## Your assignment
Reproduce the passage on science and religion between "It would also" and "the Anglican Church.", inclusive, replacing "workmanlike" with "competent".

## Extract
—————

For more than 1500 years after Christ, the all-embracing narrative seemed to grow ever more robust, especially when, in the Middle Ages, it enfolded Plato and the proto-science of Aristotle. Then, it seemed, the elevated emotional responses that we call "spiritual" had been married to irrefutably straight thinking and a smattering of observation. The monolith seemed complete.

But in the 1540s Copernicus suggested that the Sun and not the Earth is the centre of our planetary system - and 80 years or so later came Galileo, who advanced this idea and made it public and thus challenged the cosmological notions that at the time seemed important to the Catholic canon. Even so, as Russell Stannard describes in conversation with the astronomer Ron Naylor, the Catholic church did not object to Galileo's hypotheses any more than they apparently had to Copernicus's. It was Galileo they objected to. He was one of nature's satirists and a mite too provoking. I won't say you cannot blame the Jesuits for threatening him with torture, but when you read his comments you can certainly see their point of view. As Naylor says, if Galileo had been a little diplomatic - or indeed, halfway polite - the entire debate between science and religion this past 350 years would have been completely different.

It would also have been more interesting. For in Science and Wonders, the physicist-turned-theologian Stannard has done a workmanlike job of interviewing scientists, priests, and theologians who in recent years have joined the science-religion debate. There is much that is intriguing, but the views that are aired are mostly old-fashioned. We seem to be stuck with Galileo vs the Jesuits - or with its 19th-century sequel, Charles Darwin vs the Anglican Church.

—————

Items listed in a dataset:
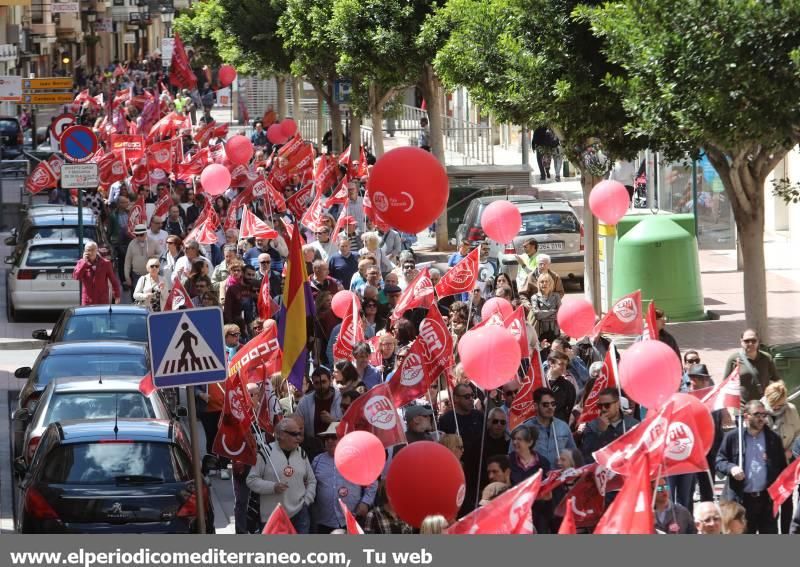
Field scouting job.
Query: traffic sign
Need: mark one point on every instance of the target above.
(47, 83)
(61, 123)
(79, 176)
(47, 98)
(78, 143)
(186, 347)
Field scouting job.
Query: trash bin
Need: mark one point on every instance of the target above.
(787, 362)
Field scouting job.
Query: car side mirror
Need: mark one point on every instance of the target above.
(23, 372)
(41, 334)
(210, 463)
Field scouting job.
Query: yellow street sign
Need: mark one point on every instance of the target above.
(47, 98)
(47, 83)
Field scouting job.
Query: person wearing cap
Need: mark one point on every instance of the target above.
(139, 251)
(326, 513)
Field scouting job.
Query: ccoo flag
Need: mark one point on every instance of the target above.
(296, 304)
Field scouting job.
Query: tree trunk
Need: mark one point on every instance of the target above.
(591, 262)
(377, 133)
(431, 91)
(280, 81)
(297, 109)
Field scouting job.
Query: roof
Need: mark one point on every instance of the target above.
(95, 347)
(159, 430)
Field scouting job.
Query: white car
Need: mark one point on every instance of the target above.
(40, 279)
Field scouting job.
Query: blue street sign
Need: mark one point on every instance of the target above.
(186, 347)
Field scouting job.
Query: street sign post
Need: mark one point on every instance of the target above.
(186, 347)
(79, 176)
(78, 144)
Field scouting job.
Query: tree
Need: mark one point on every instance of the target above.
(717, 76)
(531, 62)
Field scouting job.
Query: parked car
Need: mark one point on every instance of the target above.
(98, 322)
(40, 278)
(556, 227)
(11, 138)
(111, 476)
(83, 358)
(87, 398)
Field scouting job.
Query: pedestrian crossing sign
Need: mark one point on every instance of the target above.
(186, 347)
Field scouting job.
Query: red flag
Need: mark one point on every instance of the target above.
(180, 71)
(671, 437)
(234, 438)
(568, 526)
(509, 513)
(375, 412)
(146, 385)
(352, 525)
(137, 214)
(419, 293)
(178, 297)
(784, 485)
(632, 509)
(624, 317)
(254, 227)
(460, 278)
(607, 379)
(279, 523)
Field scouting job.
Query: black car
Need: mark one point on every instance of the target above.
(82, 358)
(98, 323)
(111, 476)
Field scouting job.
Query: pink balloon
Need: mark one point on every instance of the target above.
(226, 75)
(650, 372)
(215, 179)
(275, 135)
(342, 302)
(496, 305)
(490, 356)
(359, 457)
(239, 150)
(609, 201)
(501, 221)
(576, 316)
(288, 127)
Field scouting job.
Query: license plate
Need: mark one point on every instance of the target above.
(551, 246)
(59, 276)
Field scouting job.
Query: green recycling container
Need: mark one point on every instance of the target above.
(787, 363)
(658, 254)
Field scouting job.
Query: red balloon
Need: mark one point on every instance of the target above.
(490, 356)
(501, 221)
(215, 179)
(226, 75)
(609, 201)
(650, 372)
(360, 457)
(408, 188)
(496, 305)
(576, 316)
(425, 479)
(275, 135)
(239, 150)
(342, 301)
(288, 127)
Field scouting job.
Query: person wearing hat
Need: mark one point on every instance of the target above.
(139, 251)
(326, 513)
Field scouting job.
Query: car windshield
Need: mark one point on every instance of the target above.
(549, 222)
(106, 326)
(52, 256)
(112, 463)
(97, 405)
(88, 364)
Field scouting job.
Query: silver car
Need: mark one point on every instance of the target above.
(85, 399)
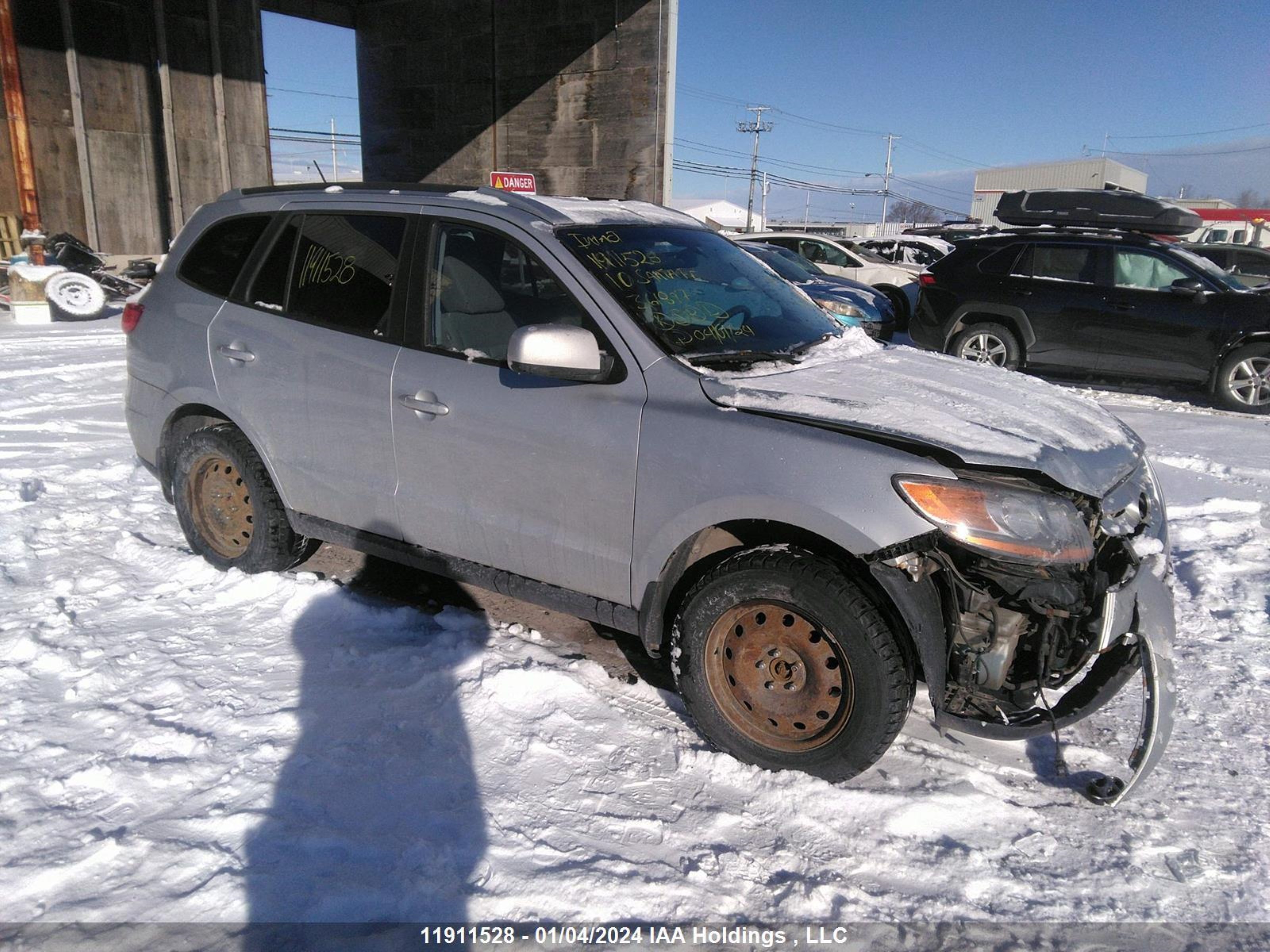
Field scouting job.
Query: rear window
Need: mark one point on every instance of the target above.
(215, 261)
(1001, 262)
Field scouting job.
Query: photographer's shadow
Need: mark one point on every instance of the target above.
(376, 816)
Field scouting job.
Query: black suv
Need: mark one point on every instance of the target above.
(1099, 301)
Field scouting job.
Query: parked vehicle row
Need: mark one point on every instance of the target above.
(1112, 301)
(609, 409)
(841, 258)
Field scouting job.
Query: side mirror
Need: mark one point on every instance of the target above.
(1188, 287)
(558, 351)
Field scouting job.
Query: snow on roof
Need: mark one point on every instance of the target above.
(587, 211)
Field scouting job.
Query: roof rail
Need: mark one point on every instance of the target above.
(352, 187)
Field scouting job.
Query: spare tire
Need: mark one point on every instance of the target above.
(74, 298)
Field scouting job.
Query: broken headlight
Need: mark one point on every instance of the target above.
(1006, 522)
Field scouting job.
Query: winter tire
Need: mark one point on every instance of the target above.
(987, 343)
(1244, 380)
(785, 663)
(228, 507)
(74, 298)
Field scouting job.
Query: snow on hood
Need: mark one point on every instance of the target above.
(985, 416)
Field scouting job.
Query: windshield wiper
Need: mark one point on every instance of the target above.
(741, 357)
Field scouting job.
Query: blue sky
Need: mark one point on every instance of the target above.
(964, 86)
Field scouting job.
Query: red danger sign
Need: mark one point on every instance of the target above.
(514, 182)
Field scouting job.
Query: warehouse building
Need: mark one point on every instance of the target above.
(990, 184)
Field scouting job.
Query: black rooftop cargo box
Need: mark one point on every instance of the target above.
(1097, 209)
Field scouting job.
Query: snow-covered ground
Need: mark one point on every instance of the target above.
(182, 744)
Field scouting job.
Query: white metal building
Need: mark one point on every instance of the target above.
(990, 184)
(719, 214)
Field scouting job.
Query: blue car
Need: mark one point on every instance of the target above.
(848, 301)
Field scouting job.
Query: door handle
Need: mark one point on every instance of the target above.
(423, 405)
(235, 353)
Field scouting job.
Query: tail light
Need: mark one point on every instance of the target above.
(133, 313)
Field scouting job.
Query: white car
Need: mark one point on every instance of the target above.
(908, 249)
(846, 259)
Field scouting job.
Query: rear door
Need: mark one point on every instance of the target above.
(530, 475)
(304, 360)
(1154, 332)
(1057, 286)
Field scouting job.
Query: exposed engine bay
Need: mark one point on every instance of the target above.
(1015, 628)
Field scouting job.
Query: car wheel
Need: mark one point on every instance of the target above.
(1244, 380)
(900, 305)
(987, 343)
(784, 663)
(228, 507)
(74, 298)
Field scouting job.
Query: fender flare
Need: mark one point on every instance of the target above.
(206, 408)
(1009, 314)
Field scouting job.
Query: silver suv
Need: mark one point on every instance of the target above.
(610, 411)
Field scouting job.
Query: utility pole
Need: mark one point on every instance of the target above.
(764, 214)
(886, 184)
(757, 126)
(335, 163)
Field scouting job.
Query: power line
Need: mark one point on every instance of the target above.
(1191, 135)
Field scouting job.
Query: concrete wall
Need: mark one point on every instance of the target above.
(125, 179)
(573, 90)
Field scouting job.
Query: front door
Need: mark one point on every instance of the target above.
(526, 474)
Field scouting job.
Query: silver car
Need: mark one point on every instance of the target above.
(610, 411)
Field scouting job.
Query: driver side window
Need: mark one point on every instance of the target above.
(486, 287)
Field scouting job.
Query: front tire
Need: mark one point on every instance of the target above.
(1244, 380)
(785, 663)
(228, 507)
(987, 343)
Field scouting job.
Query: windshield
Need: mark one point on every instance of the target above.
(810, 267)
(788, 270)
(1211, 270)
(697, 292)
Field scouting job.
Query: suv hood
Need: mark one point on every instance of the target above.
(983, 416)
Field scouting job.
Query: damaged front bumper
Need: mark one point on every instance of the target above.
(1136, 635)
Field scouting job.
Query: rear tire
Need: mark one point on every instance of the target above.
(785, 663)
(228, 507)
(990, 344)
(1244, 380)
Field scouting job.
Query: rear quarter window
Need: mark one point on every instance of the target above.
(1001, 262)
(217, 257)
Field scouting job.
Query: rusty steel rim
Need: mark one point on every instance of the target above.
(220, 506)
(779, 677)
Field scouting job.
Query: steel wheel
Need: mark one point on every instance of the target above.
(985, 347)
(1249, 381)
(220, 505)
(778, 677)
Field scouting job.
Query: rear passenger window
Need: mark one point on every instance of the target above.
(486, 287)
(270, 289)
(1001, 262)
(343, 271)
(215, 261)
(1065, 263)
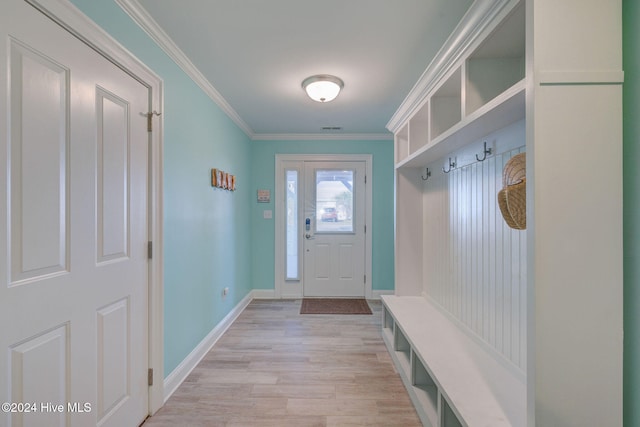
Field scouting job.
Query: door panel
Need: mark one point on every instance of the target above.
(73, 228)
(39, 195)
(334, 247)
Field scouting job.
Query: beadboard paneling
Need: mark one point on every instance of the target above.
(474, 264)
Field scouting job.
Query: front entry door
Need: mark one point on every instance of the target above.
(73, 230)
(334, 229)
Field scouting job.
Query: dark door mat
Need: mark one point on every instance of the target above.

—————

## Result of this exercise
It would also have been more interesting. For in Science and Wonders, the physicist-turned-theologian Stannard has done a competent job of interviewing scientists, priests, and theologians who in recent years have joined the science-religion debate. There is much that is intriguing, but the views that are aired are mostly old-fashioned. We seem to be stuck with Galileo vs the Jesuits - or with its 19th-century sequel, Charles Darwin vs the Anglican Church.